--- Start PAGE EXTRACT ---

The way to build strengths through M&As

K. V. Ramesh

IT IS 15 years since the process of liberalisation started, and India Inc. is on the path to building MNCs (Multi-National Companies) across the globe. It is the desire of every enterprise to go global through sales outlets and/or mergers and acquisitions.

A variety of acquisition stories are doing the rounds in the media. Here are a few thoughts that could be handy in understanding the M&A domain.

The facilitators of the M&A process spend more time on the financials and projected cash flows to arrive at a value to complete the transaction. The acquiring company is interested in non-financial facts that could impact the performance of the acquired company. It is thus equally desirable to spend quality time on such non-financial parameters.


There are a variety of reasons for engaging in acquisitions. The integration of the acquired unit leads to success only when our actions match these intents. These are:

  • Consolidation: Buying the competition

  • Diversification: Increasing the value chain width

  • Parking: Benefit from arbitrage in unrelated areas

  • Repositioning: Synchronising with societal change

  • Paradigm pioneering: Betting on future technologies


    What are we seeking with the acquisition? Many a time, the acquisition yields results through improved capabilities, technology, brand position, and so on. It is worthwhile for the acquiring entity to ask some questions before deciding on any unit:

  • Will the acquisition add to tangible assets (resources) and/or intangible assets (capabilities)?

    Where does value come from? Is it process efficiency, asset turnover, ability to expand (financial leverage) in new areas, or a combination?

  • Can human capital be assessed and indexed to establish a baseline? Are there metrics to measure capability growth?

  • How are talent retention and sustenance handled? Can they be replicated?

    Strategy map

    It is desirable to have answers on the what, why, where, when, and how questions to find a strategy fit with the proposed acquisition.

    — What: Value generation and delivery infrastructure

    — Why: Maslow's Hierarchy of Needs — security and/or recognition needs

    — Where: Leadership in demanding markets

    — When: Towards portfolio balance

    — How: With value fit, integration, and institutionalisation


    Identifying target companies is normally done through accounting firms as they are considered to have a broader knowledge of the markets. However, before engaging them, a framework needs to be developed to filter the lists generated by them. A sample of filters worth looking into are:

  • Relevance to the overall strategy

  • Size — turnover, territories, technologies

  • Infrastructure/platform (commodity products) or applications (custom-built products)

  • Stages in the business cycle (adolescence, youth, prime/peak)

--- End PAGE EXTRACT ---

# PROBLEM DESCRIPTION:
Continue the article on building strengths through mergers and acquisitions, starting right after its final filter on stages in the business cycle.

--- Start INFORMATION SHOWN ---

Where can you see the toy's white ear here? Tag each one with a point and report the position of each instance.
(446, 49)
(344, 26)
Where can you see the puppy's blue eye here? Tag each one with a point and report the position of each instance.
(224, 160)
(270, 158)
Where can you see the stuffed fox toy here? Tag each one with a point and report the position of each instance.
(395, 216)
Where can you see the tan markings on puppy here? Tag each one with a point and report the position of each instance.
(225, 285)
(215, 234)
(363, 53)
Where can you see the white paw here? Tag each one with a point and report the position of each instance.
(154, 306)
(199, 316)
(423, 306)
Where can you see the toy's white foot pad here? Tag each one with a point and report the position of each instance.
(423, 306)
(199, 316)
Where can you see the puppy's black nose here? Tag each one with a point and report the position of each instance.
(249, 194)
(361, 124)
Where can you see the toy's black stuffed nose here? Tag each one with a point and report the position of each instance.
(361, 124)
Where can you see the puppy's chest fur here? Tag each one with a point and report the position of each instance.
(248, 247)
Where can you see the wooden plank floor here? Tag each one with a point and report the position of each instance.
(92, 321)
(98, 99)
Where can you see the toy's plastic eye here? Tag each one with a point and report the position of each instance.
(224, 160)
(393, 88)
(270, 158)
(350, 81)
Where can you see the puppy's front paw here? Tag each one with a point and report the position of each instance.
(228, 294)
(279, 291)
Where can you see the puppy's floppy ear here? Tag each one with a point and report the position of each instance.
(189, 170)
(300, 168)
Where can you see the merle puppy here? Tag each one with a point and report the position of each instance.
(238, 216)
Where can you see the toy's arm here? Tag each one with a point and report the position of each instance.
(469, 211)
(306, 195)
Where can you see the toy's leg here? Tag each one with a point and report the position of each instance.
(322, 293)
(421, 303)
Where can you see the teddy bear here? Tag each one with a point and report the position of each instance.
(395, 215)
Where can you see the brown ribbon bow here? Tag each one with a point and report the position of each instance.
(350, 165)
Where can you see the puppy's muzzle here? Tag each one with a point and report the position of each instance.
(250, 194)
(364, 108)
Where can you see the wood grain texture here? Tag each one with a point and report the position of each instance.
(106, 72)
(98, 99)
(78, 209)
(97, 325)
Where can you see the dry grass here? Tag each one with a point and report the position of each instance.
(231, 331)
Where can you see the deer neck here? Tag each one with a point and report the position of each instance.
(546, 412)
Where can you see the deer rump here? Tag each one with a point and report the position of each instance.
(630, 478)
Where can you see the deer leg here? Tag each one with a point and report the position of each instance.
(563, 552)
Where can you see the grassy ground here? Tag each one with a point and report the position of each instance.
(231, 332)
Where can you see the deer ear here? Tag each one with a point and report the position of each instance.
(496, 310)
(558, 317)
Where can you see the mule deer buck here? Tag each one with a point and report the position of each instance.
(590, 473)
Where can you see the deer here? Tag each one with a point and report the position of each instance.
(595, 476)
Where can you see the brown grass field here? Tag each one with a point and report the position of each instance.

--- End INFORMATION SHOWN ---

# FINAL RESULT:
  • With sustainable competitive advantage or for building competitive advantage

  • Geopolitical, civility, and ethical considerations

  • Regulatory, ecological, and infrastructure frameworks

  • Ease of exit, related costs and value loss


    This is an area the views and issues are varied. Typical parameters for evaluation include customer, capital, brand, financials and liabilities. In addition, a few more parameters on the intangibles would add value:

  • Process and practice

  • Ethics, excellence, and eco-consciousness

  • Culture, communication, and commitment

  • TQM (6-sigma, BPR, CMM, ISO), and ERP/MIS Systems

  • IPR, time-to-market, and re-positioning


    There are many experts one can consult with to obtain legal and environment clearances, arrive at transaction value based on EBITDA/WACC vs. Market-cap, book-value, etc., structuring the transaction in terms of cash, stock, swap, etc., and negotiating for equitable gains to both the parties.


    M&A in the economies that are comparable to India are as good as domestic acquisitions, and the issues are fewer. While venturing into acquisitions in the developed economies, the challenges are psychological and not just business-related.

    Many would resist a new boss (parent company) from an economy that is not at par with their economy. Often, businesses are bought based on brand, technology and, importantly, by future cash flows.

    If half (or a significant number) of the management team decides to leave, what value will remain with the business?

    The challenges of making it work multiply with the acquisition as the expectations run high from every corner. The role of the integrating agent will remain under the microscope until the objectives are met to everyone's satisfaction.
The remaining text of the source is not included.